[Input data]

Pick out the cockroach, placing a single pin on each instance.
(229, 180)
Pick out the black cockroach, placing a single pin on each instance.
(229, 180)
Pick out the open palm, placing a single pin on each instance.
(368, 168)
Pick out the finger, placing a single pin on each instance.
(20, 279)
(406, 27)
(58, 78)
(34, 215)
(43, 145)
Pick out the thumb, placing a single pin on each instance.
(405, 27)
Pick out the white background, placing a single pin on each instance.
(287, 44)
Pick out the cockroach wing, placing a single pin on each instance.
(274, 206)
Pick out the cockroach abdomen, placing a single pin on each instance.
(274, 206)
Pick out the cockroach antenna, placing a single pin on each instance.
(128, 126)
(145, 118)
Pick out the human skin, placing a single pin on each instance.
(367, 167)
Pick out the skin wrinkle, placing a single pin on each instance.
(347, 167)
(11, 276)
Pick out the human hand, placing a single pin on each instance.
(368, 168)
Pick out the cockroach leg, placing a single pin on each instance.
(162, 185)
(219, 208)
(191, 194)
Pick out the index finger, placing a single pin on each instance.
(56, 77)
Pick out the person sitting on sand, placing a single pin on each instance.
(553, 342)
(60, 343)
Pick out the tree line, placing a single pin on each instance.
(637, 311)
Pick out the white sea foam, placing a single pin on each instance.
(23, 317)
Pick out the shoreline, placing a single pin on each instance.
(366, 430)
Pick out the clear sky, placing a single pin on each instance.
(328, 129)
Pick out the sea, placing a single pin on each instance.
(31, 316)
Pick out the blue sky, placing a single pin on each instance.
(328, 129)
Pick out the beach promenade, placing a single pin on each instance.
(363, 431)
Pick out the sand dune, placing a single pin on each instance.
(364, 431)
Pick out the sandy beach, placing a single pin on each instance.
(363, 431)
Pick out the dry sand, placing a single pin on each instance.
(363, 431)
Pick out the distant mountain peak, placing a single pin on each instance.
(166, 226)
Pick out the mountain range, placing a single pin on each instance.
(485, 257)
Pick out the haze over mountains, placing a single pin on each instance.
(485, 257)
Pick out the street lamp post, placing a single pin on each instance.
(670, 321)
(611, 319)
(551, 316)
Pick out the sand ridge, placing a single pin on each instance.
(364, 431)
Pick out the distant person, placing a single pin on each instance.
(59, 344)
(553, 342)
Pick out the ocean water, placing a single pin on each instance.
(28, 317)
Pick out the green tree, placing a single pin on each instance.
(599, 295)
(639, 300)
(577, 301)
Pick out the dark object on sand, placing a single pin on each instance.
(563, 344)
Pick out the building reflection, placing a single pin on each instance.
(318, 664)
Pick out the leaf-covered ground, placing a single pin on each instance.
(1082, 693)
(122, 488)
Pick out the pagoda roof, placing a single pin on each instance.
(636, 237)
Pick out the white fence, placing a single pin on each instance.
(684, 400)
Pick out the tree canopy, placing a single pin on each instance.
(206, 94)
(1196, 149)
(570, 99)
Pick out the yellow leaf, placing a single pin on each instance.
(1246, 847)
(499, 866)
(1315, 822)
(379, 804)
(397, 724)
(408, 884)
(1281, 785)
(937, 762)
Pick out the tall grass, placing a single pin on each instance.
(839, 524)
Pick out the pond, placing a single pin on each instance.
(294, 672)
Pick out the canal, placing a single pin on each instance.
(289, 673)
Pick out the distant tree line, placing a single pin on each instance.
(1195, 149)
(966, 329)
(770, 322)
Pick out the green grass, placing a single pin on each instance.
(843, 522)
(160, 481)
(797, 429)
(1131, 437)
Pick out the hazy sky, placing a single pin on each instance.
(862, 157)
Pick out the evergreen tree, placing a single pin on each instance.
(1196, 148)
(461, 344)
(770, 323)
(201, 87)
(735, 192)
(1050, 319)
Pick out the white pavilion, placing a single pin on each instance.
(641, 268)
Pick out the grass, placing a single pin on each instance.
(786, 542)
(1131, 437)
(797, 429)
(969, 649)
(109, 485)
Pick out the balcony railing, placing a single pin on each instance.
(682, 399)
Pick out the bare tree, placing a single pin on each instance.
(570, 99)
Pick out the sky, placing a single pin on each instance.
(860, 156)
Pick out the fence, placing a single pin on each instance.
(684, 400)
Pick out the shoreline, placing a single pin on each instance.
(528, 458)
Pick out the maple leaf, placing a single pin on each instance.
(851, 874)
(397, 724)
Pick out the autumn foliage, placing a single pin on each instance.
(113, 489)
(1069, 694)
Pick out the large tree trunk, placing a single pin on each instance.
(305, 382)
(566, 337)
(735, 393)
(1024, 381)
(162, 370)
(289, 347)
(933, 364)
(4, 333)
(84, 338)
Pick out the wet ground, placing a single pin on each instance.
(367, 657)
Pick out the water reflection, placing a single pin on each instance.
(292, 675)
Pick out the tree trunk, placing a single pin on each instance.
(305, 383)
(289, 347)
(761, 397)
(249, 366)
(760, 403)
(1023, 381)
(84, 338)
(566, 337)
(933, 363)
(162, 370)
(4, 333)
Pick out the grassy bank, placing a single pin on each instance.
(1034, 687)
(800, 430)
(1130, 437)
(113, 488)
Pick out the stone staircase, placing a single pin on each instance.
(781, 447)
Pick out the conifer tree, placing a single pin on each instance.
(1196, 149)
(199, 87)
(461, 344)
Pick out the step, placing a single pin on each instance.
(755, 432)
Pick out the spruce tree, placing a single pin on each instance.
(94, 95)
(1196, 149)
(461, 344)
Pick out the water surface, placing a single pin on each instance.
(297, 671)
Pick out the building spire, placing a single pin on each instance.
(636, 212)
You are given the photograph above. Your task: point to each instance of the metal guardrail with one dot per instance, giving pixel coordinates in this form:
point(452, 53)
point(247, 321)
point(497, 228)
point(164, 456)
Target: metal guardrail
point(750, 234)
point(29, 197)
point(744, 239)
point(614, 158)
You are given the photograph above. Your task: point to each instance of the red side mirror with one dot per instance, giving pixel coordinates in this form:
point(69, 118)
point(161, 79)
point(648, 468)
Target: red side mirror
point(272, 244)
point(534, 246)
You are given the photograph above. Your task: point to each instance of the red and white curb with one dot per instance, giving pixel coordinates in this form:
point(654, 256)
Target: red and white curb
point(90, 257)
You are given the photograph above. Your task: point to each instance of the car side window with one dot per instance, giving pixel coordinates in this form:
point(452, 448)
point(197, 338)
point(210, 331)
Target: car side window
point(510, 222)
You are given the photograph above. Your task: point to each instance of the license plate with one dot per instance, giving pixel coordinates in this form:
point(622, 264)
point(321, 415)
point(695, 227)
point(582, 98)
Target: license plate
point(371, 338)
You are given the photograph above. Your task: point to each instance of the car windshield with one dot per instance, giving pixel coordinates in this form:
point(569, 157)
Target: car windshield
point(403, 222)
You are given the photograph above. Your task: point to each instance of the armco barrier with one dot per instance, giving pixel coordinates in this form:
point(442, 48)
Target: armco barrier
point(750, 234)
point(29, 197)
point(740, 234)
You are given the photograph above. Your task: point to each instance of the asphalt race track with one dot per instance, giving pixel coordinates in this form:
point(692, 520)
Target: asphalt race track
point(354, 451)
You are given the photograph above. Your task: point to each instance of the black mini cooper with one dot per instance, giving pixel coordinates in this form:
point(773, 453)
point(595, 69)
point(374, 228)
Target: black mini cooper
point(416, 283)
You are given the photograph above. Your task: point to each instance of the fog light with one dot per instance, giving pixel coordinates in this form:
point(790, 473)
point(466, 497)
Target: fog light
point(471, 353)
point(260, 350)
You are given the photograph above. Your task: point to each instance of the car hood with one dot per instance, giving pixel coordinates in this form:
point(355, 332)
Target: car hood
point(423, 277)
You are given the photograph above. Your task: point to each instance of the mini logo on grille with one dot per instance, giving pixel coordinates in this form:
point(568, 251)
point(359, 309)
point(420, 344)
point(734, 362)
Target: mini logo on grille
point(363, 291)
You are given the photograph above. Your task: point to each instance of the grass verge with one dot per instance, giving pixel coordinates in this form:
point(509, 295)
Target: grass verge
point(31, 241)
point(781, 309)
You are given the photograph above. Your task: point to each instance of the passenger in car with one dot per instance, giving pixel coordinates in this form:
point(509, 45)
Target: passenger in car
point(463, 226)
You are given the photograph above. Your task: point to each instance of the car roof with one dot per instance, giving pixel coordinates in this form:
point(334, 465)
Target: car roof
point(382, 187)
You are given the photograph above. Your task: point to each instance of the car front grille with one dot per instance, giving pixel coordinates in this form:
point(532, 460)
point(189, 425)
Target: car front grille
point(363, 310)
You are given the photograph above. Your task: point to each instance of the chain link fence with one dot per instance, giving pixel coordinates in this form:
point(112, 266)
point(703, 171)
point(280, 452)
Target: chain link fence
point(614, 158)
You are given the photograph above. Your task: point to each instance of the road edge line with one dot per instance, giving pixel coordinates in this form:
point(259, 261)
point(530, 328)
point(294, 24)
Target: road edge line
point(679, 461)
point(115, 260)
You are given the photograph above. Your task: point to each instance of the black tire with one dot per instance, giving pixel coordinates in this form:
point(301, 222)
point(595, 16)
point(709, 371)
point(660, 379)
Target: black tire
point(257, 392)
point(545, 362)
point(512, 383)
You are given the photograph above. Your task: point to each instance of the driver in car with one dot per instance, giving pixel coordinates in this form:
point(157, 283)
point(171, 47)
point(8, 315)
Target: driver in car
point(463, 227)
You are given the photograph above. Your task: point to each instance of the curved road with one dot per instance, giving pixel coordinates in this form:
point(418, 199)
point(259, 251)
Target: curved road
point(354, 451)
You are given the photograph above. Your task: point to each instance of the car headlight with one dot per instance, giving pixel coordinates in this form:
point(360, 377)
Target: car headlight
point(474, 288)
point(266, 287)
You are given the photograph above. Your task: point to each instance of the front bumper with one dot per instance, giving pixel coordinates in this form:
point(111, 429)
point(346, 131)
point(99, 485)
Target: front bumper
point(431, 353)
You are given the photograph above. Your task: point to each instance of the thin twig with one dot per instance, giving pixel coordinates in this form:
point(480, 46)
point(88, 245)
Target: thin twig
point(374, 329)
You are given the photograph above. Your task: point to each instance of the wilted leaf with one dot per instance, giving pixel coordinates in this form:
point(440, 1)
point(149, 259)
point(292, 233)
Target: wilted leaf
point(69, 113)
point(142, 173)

[/Input data]

Both ends count here. Reproduce exactly the lines from the one containing "point(480, 46)" through the end of the listing.

point(480, 46)
point(88, 245)
Target: thin twig
point(374, 329)
You are given the photograph above. Your task: point to each instance of the wilted leaf with one dot per instance, giving pixel coordinates in this form:
point(440, 1)
point(149, 259)
point(292, 233)
Target: wilted leaf
point(69, 113)
point(142, 173)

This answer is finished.